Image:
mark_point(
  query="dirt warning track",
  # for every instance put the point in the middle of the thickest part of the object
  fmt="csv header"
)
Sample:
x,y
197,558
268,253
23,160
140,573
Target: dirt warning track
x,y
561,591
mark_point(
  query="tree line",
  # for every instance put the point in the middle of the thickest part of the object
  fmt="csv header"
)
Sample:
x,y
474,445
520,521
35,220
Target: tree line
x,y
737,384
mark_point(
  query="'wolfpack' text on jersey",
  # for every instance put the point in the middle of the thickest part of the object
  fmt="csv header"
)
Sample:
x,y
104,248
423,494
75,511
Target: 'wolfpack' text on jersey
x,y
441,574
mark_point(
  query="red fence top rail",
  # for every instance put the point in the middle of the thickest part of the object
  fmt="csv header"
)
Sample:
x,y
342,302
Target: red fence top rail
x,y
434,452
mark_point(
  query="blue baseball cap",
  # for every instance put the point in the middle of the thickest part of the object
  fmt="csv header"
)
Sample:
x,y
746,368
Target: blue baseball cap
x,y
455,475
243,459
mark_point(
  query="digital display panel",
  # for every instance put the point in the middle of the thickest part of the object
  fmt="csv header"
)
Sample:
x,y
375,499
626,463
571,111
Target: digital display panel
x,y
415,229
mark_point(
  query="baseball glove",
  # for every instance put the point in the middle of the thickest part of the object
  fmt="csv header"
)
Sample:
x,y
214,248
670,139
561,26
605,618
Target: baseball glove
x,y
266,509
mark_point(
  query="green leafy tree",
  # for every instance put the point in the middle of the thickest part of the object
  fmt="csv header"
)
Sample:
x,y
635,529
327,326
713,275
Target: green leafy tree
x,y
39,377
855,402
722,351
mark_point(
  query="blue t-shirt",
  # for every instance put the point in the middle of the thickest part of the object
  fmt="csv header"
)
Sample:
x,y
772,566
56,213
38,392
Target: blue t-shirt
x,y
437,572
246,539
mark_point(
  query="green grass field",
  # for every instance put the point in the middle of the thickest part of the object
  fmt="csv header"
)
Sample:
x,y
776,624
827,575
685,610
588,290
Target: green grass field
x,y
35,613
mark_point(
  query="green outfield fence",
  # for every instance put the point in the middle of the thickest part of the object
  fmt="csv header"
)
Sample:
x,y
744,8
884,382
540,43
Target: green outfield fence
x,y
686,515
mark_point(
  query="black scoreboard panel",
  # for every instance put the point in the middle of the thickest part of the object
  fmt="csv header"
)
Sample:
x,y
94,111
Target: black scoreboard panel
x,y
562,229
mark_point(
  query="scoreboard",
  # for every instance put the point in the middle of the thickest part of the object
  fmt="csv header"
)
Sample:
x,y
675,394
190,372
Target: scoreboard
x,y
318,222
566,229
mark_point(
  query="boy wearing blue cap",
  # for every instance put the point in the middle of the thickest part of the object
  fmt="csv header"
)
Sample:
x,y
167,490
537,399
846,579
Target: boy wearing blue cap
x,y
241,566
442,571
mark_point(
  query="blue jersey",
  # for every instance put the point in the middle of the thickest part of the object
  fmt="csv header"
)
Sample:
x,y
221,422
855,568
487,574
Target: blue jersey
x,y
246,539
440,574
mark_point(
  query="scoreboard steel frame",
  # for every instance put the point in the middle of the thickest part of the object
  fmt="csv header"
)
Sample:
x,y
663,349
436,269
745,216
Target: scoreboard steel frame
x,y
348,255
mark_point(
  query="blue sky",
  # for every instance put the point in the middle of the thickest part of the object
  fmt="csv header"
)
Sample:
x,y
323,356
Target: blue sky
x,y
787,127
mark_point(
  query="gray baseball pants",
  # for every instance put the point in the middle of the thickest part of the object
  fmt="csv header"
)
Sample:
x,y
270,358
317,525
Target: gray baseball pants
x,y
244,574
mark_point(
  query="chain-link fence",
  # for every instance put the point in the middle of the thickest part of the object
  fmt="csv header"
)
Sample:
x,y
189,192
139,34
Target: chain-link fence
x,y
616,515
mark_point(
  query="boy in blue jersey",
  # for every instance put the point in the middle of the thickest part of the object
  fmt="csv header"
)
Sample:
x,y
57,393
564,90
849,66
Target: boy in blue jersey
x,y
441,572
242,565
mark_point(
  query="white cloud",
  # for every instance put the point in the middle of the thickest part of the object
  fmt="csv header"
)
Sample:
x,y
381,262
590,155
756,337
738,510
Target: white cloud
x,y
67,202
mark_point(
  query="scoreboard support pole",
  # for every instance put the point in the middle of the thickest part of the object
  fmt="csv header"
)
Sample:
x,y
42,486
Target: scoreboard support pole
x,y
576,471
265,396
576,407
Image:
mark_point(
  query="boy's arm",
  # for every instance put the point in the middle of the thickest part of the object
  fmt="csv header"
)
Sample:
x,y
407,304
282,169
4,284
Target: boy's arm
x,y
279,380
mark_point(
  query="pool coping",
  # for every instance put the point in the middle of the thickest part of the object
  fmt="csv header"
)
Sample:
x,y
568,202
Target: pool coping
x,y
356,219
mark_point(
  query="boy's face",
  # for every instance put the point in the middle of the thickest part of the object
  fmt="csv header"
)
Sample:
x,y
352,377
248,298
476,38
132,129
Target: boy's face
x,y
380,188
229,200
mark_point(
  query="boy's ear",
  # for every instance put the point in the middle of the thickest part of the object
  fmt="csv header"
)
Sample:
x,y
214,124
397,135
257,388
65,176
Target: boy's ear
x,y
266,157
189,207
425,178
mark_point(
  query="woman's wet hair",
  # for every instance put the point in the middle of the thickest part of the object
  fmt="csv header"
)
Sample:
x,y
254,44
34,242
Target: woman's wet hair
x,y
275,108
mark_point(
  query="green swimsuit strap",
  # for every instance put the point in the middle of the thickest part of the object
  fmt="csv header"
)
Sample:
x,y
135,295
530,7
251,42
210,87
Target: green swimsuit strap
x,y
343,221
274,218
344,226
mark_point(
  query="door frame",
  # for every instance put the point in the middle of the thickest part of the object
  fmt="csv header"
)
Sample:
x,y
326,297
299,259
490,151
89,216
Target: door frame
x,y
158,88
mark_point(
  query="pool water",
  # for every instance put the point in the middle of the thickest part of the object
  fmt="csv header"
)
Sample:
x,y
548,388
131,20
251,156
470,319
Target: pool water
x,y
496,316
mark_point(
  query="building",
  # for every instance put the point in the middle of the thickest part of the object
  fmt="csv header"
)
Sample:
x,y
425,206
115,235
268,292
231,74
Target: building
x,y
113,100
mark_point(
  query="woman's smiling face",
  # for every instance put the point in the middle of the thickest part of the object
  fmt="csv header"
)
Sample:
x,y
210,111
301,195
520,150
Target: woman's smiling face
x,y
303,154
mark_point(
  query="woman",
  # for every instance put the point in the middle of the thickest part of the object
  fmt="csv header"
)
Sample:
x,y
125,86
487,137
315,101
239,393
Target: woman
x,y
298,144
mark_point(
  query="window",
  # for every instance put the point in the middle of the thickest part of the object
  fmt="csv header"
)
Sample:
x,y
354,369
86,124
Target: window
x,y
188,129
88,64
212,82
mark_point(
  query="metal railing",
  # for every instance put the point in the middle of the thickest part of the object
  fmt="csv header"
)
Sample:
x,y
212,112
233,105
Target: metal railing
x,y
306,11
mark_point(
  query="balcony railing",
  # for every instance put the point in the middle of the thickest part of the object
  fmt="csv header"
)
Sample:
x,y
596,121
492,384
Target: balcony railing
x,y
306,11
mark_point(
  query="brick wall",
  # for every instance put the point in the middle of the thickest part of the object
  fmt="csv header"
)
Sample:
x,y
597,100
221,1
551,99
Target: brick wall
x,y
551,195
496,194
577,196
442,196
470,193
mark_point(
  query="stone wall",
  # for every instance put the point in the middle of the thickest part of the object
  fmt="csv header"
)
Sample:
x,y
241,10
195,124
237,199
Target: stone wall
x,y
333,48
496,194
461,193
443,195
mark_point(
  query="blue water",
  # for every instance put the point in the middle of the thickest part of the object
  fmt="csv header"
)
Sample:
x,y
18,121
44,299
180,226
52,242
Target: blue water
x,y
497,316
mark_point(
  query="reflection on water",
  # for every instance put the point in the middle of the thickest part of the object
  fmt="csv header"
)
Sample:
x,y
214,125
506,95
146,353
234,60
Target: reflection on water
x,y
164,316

AIM:
Which lines of the listing contain the word "wearing"? Extract each of them in full.

ANSWER TO THE TASK:
  query="boy wearing blue cap",
Target: boy wearing blue cap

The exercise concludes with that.